ЗАДАНИЕ ДЛЯ ВЫПОЛНЕНИЯ
Какую станцию, согласно тексту для разбора ниже, полк бомбил 10 января 1942 года? Ответьте, пожалуйста, кратко.

ТЕКСТ ДЛЯ РАЗБОРА
– Как Вы встретили известие о начале войны?
– Из всего командирского состава только политрук эскадрильи открыто говорил, что скоро нас ждет война с Германией. Да и думали мы в основном об учебе, а не о возможном противнике. Хватало японцев на Дальнем Востоке. 22 июня наш курс в полном составе прибыл на Краснодарский стадион на училищные соревнования по бегу. Через несколько часов раздался приказ построиться, и начальник училища Красовский сообщил о начале войны. Никто из нас не верил, что война будет долгой и такой кровавой…
– Когда Вы попали на фронт?
– 3 августа 1941 года нас выпустили в звании сержантов, сменили курсантские петлицы на авиационные, все отделение, 27 человек, было послано в Среднюю Азию на формирование бомбардировочных полков. Доехали до Ташкента, оттуда в Туркмению, в город Кызыл-Арват, в кадровый полк, летавший на самолетах СБ. Уже 30 августа 1941 года полк выполнил первый боевой вылет на бомбардировку города Сары, в Северном Иране. Да-да, в Иране, не удивляйтесь. Это одна из малоизвестных страниц войны. В августе 1941 года правительства СССР и Великобритании потребовали от шаха Ирана согласия на ввод войск на иранскую территорию, чтобы воспрепятствовать ожидаемой высадке немецких войск в этом регионе. Шах Мохамед Пехлеви ответил отказом, и несколько авиаполков получили приказ на бомбардировку приграничных иранских городов. Когда мы выполняли второй вылет, уже в воздухе была получена радиограмма с приказом сбросить бомбы в безлюдных районах и возвращаться на аэродромы. Шах принял ультиматум. Полк перебазировался в Иран. 10 дней мы жили в шахском дворце в городе Горган. В сентябре наш полк пополнился штурманами, призванными из запаса. Нас, 27 молодых сержантов-штурманов, отправили в город Фергана в училище первоначального обучения пилотов. Здесь были только самолеты По-2, собранные, как говорится, с миру по нитке – из летных училищ округа и аэроклубов. Шла подготовка к отправке на фронт трех полков легких ночных бомбардировщиков по 20 самолетов в каждом полку. К самолету крепили 8 подвесных балок для бомб, а также добавили пулеметную турель для штурманского места. Наш полк получил номер 661-го лбап, и уже через 2 месяца все было готово к отправке на фронт. В пульмановские вагоны помещали по два самолета с отдельно от них сложенными крыльями, плюс десять вагонов-теплушек для личного состава. 20 декабря мы выехали из Узбекистана. Эшелон шел через недавно освобожденное Подмосковье, из снега торчали конечности еще не захороненных наших погибших солдат. На многих такая картина подействовала удручающе. Уже 10 января 1942 года полк в составе авиации Северо-Западного фронта бомбил станцию Лычково. Это недалеко от города Старая Русса. Демянский плацдарм, кровавые бои за который шли непрерывно. Так началась моя фронтовая жизнь…
Подвеска бомб на самолет По-2.

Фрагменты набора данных
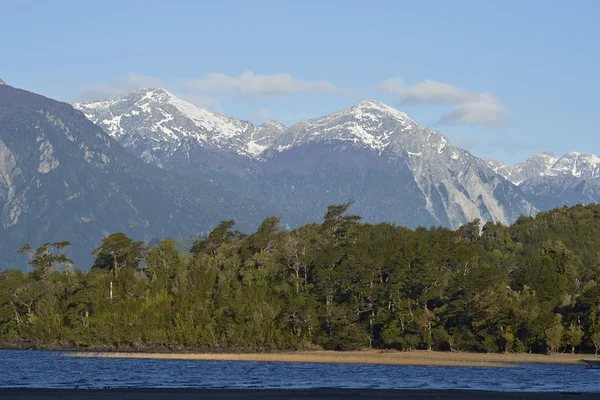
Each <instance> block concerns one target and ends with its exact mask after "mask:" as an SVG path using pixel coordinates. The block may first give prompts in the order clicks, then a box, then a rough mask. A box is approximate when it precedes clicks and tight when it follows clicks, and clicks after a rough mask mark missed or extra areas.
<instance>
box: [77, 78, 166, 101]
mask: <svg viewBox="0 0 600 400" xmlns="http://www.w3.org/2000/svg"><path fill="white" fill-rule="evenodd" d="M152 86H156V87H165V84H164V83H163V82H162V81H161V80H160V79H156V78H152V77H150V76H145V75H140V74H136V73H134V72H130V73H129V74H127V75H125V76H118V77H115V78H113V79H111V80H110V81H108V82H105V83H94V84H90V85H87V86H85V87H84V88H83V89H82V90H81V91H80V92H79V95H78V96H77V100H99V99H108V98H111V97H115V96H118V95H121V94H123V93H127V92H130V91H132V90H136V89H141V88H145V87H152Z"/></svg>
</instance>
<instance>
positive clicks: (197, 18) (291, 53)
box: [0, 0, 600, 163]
==
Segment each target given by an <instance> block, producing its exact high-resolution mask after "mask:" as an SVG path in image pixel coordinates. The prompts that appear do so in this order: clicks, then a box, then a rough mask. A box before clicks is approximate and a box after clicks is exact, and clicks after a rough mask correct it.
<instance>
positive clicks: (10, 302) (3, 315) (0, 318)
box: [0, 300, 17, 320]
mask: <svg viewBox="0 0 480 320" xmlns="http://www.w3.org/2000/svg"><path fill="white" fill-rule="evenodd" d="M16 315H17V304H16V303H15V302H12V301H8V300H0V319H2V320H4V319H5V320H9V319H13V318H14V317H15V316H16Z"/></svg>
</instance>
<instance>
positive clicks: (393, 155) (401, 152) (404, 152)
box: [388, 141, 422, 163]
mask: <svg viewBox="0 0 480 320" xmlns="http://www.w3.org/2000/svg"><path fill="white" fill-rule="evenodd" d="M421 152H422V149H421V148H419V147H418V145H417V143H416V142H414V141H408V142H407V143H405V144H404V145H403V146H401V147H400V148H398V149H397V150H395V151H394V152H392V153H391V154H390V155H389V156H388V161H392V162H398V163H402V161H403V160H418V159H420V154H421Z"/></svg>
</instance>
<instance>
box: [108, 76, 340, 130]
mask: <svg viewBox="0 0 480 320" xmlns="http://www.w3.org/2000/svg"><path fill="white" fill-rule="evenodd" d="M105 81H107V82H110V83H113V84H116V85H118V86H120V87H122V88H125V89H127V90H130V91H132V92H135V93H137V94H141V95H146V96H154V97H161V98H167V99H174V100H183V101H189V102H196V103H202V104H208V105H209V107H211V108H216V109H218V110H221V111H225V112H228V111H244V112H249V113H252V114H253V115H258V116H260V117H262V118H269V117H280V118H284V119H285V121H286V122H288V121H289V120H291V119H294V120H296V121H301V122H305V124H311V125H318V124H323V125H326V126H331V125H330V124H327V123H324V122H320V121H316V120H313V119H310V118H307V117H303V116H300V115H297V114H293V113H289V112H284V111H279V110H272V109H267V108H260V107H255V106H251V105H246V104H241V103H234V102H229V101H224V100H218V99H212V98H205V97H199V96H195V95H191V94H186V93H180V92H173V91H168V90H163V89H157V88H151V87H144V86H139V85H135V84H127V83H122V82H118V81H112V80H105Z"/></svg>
---
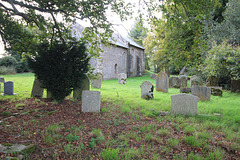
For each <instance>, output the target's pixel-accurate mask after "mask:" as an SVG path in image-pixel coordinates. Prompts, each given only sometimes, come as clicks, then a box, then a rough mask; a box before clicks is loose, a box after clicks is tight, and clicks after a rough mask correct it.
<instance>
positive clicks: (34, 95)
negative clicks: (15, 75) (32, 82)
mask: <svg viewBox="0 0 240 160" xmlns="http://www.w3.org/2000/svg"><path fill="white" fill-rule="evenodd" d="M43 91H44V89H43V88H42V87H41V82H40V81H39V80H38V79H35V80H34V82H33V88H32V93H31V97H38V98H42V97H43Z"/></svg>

РЕШЕНИЕ ЗАДАЧИ
Станцию Лычково.